• BRIEF
Return only the line that contains "Performance-review request: for every instance of the parked" and each line after it, through the last line of the data below, copied exactly.

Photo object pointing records
◆ ◆ ◆ ◆ ◆ ◆ ◆
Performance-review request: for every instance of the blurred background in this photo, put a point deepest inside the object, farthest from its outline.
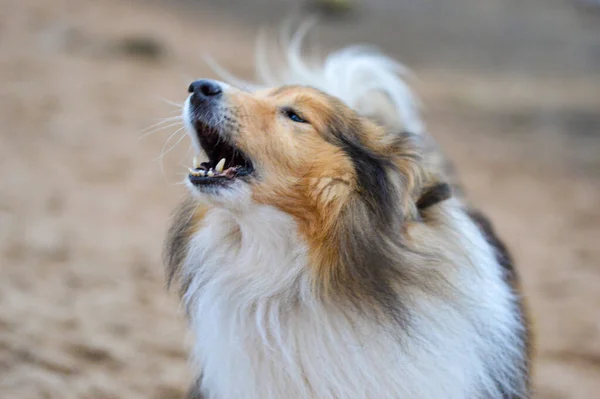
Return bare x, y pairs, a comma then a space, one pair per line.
511, 90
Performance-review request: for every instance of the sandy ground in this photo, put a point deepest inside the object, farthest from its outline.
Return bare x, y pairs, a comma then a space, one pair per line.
84, 200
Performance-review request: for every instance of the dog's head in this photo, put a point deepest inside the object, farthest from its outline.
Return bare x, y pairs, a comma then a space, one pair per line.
338, 174
295, 148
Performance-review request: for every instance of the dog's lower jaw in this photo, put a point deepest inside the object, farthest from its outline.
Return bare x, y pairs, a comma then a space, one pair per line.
261, 332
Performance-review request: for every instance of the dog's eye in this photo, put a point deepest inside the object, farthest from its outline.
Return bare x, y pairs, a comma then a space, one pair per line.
291, 114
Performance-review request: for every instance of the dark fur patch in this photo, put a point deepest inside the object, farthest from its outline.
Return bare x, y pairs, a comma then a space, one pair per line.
505, 260
502, 255
434, 195
370, 228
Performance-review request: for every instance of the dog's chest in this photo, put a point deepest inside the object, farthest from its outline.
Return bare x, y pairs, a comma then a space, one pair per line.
261, 334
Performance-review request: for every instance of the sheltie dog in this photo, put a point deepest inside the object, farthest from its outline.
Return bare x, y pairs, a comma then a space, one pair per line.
326, 252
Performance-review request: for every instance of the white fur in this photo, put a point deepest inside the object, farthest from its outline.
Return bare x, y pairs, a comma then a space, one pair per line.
365, 79
262, 334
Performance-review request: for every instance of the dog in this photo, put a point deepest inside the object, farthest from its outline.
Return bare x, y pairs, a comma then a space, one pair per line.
326, 249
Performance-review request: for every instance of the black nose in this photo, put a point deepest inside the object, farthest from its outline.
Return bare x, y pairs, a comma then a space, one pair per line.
205, 88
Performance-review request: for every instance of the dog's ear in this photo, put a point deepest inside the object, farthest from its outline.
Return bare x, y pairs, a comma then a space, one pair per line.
432, 195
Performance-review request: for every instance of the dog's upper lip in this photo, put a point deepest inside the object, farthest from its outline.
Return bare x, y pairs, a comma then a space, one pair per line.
225, 160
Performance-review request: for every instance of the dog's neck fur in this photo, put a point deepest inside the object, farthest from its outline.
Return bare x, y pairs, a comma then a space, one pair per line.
262, 333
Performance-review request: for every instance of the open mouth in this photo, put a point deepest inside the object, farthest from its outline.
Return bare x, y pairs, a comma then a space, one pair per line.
225, 164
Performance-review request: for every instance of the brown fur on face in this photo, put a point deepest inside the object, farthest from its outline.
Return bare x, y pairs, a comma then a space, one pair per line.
346, 181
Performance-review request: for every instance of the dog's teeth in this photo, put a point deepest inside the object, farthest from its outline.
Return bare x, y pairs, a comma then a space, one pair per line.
220, 165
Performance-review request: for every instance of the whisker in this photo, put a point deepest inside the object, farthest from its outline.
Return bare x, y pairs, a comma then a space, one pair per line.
157, 129
173, 103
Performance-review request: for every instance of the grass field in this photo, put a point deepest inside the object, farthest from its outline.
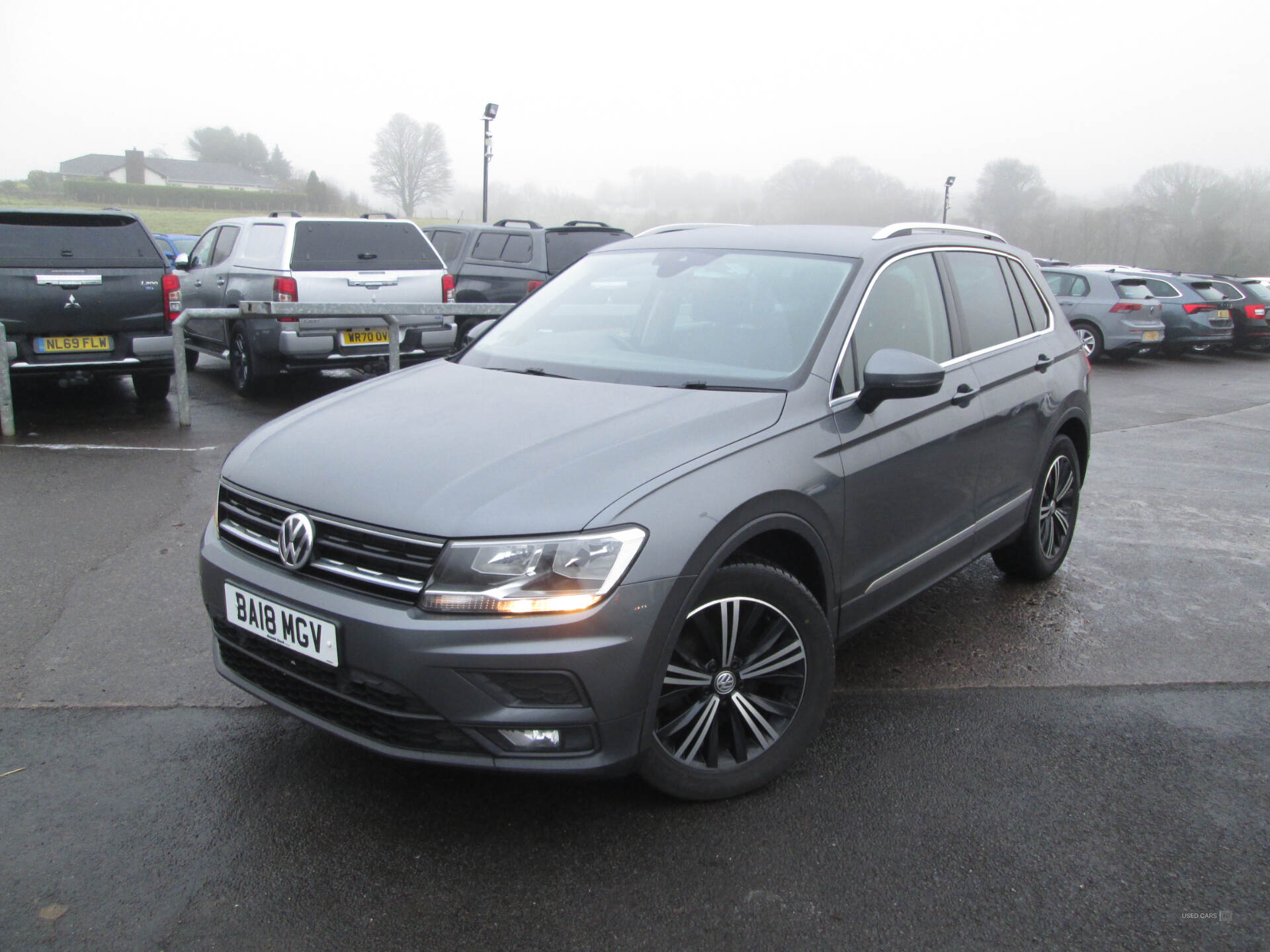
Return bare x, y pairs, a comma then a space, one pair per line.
171, 221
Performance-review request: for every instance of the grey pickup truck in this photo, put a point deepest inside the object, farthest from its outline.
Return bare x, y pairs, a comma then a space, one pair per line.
285, 257
87, 294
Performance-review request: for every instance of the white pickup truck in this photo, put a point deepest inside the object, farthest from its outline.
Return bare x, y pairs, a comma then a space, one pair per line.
286, 257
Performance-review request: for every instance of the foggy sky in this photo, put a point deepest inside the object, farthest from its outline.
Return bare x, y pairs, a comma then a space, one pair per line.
1094, 93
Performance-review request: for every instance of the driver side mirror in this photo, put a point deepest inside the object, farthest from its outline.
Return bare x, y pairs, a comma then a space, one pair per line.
897, 375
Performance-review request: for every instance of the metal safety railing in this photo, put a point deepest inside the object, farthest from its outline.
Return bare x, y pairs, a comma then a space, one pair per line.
394, 315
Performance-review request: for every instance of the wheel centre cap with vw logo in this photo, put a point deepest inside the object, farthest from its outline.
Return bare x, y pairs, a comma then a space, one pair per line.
296, 541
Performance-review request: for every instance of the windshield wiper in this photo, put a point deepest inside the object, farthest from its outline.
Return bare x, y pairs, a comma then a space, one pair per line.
531, 371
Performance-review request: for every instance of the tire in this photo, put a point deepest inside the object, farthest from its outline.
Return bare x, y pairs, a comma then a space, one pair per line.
244, 365
151, 387
1047, 536
726, 725
1091, 339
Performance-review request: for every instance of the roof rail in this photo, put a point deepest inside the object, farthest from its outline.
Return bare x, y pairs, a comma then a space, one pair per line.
908, 227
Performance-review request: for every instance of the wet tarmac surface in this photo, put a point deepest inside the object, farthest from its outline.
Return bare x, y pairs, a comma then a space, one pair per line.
1082, 763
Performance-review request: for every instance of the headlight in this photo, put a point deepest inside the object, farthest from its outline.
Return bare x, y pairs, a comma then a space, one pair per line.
524, 575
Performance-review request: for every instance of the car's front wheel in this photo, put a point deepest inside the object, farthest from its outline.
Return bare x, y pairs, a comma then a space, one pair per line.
746, 687
1091, 339
1047, 536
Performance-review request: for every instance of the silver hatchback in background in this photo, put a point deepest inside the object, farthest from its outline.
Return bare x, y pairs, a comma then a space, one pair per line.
1111, 314
313, 260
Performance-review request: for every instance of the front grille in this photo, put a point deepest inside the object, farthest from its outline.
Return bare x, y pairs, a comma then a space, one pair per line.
390, 565
400, 730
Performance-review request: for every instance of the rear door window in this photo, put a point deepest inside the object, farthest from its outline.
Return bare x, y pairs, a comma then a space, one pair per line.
984, 299
1206, 291
361, 247
30, 240
263, 247
448, 244
225, 243
1133, 290
1161, 288
566, 247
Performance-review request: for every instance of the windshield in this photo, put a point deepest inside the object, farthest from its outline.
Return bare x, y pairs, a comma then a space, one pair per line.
672, 317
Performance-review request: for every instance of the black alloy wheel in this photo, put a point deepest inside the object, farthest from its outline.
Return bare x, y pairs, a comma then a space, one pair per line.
1040, 549
746, 686
244, 372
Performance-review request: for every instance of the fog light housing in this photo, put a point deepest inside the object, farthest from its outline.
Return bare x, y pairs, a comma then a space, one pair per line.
532, 739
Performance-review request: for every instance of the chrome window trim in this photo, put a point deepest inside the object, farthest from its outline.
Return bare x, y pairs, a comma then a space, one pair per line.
835, 403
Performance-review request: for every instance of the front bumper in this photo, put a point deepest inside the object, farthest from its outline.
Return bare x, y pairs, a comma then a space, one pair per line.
433, 687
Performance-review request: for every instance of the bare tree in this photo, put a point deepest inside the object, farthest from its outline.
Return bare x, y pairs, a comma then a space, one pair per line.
411, 163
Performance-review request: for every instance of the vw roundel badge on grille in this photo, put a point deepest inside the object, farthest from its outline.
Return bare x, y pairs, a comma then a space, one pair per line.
296, 541
305, 634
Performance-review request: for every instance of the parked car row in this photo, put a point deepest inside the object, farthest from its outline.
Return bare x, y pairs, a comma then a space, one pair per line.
1119, 311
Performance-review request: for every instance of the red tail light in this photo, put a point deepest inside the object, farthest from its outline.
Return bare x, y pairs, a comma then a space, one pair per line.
285, 290
171, 298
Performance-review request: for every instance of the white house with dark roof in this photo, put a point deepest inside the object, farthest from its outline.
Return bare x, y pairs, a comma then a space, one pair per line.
136, 168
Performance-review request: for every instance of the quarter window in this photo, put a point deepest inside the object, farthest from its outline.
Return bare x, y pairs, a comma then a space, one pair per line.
202, 254
1037, 309
986, 307
905, 310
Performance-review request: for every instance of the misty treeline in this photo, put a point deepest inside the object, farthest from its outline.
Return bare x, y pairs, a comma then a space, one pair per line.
◆ ◆ ◆ ◆ ◆ ◆ ◆
• WRITTEN RESPONSE
Performance-review request: for every instance of the parked car row in this photo, put a point deepest inside the object, farthest from its outline.
Return bare x, y pairs, a comma then a space, one pair per line.
1119, 311
Performance-review request: for every instance of the red tail light in this photo, put a point deepest inside the object, farthest from its outline.
Return bare x, y pairs, a comma then a space, one pair per line.
285, 290
171, 298
Performance-review request: for every instance of the white house with dark roof in this photo, put a point deepest inside the object, farthest from its outline.
Return bare x, y pairs, a comma then a space, one pair per line.
136, 168
Performance-review request: for every instance of the quarter window in this photo, put a point deepest inside the object, farthest from its outline.
Return bare x, y pairs, a comma then a space, one pair per line.
202, 254
1037, 309
986, 307
905, 310
Performance-review request: for every instance of the misty treeline in this photo, put a point deepest inside the object, farthest from its outline.
Return bare x, y pairs, a comma then a space, one pair per line.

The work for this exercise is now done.